→ **Source data**
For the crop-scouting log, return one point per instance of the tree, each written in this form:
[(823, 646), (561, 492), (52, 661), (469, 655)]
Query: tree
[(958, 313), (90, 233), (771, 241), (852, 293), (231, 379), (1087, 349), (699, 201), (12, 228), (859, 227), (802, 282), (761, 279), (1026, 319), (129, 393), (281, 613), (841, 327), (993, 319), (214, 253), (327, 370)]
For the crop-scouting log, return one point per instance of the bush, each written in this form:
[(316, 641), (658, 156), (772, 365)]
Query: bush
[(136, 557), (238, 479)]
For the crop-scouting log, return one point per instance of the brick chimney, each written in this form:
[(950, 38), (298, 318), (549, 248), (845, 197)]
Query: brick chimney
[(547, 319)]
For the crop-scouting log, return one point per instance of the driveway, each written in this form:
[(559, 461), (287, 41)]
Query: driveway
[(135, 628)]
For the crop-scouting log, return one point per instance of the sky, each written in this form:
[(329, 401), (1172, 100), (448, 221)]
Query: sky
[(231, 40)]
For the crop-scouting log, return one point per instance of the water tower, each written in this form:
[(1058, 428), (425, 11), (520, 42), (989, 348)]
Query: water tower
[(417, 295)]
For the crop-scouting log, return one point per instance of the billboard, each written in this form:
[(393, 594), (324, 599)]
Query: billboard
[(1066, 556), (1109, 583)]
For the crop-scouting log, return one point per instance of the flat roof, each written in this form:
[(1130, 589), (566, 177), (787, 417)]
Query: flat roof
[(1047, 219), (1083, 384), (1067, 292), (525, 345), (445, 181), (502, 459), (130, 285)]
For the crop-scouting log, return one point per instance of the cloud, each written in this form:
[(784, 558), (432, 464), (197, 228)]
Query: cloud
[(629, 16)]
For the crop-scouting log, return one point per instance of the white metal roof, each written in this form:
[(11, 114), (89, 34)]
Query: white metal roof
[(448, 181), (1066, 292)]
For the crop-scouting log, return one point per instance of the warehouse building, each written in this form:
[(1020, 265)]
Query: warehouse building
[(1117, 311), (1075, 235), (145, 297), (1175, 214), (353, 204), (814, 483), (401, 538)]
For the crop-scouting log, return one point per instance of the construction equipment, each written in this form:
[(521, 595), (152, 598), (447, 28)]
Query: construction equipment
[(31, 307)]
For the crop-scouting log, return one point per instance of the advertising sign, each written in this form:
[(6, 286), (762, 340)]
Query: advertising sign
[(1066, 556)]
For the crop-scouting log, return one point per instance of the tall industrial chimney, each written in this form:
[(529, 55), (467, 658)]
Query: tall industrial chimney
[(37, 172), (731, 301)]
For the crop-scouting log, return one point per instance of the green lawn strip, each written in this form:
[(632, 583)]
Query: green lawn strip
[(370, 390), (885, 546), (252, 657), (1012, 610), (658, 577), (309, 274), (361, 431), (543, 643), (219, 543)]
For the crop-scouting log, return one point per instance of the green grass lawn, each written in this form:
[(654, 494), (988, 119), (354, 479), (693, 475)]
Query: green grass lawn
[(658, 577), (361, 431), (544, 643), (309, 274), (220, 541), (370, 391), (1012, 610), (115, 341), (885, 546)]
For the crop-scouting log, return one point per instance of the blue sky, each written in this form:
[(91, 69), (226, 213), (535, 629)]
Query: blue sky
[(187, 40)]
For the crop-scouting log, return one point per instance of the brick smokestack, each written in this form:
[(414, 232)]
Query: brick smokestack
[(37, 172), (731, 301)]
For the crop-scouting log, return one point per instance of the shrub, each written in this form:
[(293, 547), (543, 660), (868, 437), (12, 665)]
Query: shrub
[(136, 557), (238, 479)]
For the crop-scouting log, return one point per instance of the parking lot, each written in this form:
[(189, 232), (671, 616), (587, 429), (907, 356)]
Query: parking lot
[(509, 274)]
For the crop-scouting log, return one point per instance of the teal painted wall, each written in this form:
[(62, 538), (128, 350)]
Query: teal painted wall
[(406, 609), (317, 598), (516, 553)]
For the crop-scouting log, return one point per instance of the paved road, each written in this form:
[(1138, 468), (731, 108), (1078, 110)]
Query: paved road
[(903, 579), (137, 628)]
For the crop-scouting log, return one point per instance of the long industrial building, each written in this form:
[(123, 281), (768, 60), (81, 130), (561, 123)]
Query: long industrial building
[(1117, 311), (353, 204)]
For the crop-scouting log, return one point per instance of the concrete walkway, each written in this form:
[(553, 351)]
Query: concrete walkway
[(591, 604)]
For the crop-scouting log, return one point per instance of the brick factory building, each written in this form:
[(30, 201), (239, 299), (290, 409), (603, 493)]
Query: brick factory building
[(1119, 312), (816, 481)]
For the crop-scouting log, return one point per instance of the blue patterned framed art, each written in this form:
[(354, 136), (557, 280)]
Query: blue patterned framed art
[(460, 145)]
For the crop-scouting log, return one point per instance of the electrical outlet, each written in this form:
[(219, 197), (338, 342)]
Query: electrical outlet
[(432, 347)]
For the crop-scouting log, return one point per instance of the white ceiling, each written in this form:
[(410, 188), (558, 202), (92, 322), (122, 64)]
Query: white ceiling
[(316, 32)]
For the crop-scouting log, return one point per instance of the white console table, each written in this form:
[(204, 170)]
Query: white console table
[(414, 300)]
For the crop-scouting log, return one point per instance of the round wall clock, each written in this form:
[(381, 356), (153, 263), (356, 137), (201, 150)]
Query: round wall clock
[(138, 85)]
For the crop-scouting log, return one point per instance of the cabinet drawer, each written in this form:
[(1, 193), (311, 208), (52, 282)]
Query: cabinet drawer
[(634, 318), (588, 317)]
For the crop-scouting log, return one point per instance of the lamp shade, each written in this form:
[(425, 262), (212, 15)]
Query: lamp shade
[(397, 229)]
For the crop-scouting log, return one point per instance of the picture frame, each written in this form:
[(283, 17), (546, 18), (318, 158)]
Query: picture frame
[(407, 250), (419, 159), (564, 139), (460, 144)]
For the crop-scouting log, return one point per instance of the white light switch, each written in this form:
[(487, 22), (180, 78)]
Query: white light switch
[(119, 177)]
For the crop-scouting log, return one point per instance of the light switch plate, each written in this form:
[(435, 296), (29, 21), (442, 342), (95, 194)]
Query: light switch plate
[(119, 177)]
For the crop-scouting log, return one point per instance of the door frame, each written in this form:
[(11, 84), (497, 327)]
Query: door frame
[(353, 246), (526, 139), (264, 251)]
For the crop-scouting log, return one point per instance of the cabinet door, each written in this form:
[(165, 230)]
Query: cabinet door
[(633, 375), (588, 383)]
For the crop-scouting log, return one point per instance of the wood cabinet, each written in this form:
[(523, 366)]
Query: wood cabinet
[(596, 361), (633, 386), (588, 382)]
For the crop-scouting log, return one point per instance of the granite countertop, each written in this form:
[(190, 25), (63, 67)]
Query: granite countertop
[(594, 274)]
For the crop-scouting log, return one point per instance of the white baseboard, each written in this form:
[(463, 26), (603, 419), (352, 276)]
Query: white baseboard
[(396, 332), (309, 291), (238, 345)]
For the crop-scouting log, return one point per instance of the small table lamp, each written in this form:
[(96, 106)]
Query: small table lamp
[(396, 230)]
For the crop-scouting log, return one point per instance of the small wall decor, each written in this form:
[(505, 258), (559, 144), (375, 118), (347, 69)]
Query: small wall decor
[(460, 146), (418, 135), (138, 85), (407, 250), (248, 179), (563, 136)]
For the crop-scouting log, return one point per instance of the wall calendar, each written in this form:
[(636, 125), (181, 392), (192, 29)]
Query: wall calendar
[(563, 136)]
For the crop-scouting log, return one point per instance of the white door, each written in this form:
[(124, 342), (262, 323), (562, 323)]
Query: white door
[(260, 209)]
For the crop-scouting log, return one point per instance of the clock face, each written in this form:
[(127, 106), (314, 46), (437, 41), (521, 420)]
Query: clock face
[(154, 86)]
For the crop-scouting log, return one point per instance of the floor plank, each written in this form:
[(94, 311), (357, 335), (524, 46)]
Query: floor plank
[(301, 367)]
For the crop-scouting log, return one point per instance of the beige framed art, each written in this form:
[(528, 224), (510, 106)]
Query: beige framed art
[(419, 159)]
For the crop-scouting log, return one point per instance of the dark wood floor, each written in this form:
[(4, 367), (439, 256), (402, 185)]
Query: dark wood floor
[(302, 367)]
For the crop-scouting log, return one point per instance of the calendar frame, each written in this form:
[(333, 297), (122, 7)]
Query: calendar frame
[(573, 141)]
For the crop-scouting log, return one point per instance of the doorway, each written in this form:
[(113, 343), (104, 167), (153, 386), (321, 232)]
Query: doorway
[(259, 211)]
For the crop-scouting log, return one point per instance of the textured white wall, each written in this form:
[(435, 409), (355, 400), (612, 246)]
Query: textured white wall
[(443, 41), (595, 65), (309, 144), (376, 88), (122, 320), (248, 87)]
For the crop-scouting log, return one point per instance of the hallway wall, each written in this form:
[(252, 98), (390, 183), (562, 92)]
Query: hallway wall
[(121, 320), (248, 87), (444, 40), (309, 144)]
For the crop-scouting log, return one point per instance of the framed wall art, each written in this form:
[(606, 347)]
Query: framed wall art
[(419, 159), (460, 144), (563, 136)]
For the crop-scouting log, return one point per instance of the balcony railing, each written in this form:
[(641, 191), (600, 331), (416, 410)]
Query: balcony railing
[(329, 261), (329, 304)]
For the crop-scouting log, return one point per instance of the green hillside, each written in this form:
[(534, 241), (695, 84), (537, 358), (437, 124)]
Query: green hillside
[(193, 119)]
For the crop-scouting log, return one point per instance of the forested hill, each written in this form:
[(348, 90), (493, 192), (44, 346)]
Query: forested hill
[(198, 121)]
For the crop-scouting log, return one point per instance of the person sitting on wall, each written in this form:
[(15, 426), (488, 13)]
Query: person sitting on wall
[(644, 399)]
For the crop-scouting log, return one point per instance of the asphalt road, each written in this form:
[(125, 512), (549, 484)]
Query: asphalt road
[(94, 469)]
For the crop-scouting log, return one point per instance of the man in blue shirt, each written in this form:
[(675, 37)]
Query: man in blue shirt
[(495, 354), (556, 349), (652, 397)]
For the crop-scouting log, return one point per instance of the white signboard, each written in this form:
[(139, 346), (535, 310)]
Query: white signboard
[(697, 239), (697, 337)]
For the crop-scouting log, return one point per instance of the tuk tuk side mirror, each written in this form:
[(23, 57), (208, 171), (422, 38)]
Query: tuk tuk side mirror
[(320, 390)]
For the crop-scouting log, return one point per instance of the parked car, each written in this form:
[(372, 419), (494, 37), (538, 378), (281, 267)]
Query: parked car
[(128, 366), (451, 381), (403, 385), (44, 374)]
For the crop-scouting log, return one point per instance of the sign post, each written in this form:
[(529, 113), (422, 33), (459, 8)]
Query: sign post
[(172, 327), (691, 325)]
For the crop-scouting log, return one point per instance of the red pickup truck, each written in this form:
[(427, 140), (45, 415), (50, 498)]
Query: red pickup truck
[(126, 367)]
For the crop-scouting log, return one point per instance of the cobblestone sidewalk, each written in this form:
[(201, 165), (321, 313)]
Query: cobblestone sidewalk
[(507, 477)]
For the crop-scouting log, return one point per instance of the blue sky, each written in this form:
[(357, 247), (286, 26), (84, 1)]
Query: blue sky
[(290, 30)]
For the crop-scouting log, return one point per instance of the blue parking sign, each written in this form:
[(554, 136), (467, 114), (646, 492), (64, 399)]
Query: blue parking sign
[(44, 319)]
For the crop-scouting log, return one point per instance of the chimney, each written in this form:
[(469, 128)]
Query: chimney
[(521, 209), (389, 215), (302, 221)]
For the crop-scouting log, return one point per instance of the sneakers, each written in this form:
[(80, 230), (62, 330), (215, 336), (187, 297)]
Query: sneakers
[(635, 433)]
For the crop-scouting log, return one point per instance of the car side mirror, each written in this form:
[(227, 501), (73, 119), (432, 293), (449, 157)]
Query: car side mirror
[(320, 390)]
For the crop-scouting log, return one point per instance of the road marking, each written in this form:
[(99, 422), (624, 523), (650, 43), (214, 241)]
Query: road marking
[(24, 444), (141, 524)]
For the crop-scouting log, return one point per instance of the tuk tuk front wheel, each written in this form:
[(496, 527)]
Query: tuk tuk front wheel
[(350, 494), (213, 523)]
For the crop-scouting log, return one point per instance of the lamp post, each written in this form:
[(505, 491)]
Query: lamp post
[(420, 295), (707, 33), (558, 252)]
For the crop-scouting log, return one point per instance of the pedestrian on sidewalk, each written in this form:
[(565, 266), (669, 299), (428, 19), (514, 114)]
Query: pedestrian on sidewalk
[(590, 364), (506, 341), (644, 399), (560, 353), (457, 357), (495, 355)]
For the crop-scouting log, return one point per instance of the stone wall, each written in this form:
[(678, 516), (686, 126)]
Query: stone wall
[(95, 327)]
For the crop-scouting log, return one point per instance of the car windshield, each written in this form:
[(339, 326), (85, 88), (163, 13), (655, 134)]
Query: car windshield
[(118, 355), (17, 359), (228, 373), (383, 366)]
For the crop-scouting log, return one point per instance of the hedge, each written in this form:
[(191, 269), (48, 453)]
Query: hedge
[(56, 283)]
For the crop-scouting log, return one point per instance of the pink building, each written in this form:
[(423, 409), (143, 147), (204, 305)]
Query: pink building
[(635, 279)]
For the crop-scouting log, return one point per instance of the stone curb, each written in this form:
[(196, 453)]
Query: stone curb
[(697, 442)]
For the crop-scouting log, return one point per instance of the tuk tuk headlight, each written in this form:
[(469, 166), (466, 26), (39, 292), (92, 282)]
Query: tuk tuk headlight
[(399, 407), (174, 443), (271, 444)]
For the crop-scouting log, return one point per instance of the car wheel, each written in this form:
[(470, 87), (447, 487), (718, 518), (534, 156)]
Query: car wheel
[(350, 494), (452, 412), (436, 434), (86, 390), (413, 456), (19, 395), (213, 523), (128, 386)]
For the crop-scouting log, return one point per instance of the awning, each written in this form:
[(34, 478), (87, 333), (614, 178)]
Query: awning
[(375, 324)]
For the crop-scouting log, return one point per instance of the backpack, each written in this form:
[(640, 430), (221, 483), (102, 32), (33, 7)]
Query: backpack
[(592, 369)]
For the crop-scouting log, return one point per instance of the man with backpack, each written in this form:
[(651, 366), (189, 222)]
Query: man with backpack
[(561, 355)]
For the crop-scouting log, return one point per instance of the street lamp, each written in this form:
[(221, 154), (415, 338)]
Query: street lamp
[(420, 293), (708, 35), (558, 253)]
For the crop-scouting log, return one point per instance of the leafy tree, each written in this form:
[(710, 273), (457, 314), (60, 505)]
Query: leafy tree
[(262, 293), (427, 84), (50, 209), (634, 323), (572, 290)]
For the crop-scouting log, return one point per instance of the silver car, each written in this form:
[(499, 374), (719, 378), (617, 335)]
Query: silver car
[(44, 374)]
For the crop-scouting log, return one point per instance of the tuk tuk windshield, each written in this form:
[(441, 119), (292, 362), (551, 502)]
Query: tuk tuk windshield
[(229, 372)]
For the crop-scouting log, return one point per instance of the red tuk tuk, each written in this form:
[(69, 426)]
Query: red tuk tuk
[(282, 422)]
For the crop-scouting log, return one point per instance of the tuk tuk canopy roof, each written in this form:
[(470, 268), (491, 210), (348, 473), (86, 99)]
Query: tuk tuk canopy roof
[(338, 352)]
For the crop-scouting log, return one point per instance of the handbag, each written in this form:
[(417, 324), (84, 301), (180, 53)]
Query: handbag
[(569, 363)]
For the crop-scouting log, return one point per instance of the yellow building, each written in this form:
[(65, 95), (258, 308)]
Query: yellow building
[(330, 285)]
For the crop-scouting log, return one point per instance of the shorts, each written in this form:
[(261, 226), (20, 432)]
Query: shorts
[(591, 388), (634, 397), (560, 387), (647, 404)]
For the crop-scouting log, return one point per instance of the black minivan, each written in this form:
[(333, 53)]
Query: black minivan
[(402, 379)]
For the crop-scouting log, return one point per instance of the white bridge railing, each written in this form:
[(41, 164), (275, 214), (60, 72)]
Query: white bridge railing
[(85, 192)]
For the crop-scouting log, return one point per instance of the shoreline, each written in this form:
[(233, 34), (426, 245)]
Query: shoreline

→ **What to work on**
Copy the records word for word, from their very first line through the line that contains "253), (327, 370)]", including that last line.

→ **Exercise result**
For the crop-scouting log, return one point per instance of the tree, each written in this form:
[(823, 646), (561, 492), (52, 661), (469, 655)]
Query: tree
[(958, 313), (90, 233), (771, 241), (852, 293), (231, 379), (1087, 349), (699, 201), (12, 228), (859, 227), (802, 282), (761, 279), (1026, 319), (129, 393), (281, 613), (841, 327), (993, 319), (214, 253), (327, 370)]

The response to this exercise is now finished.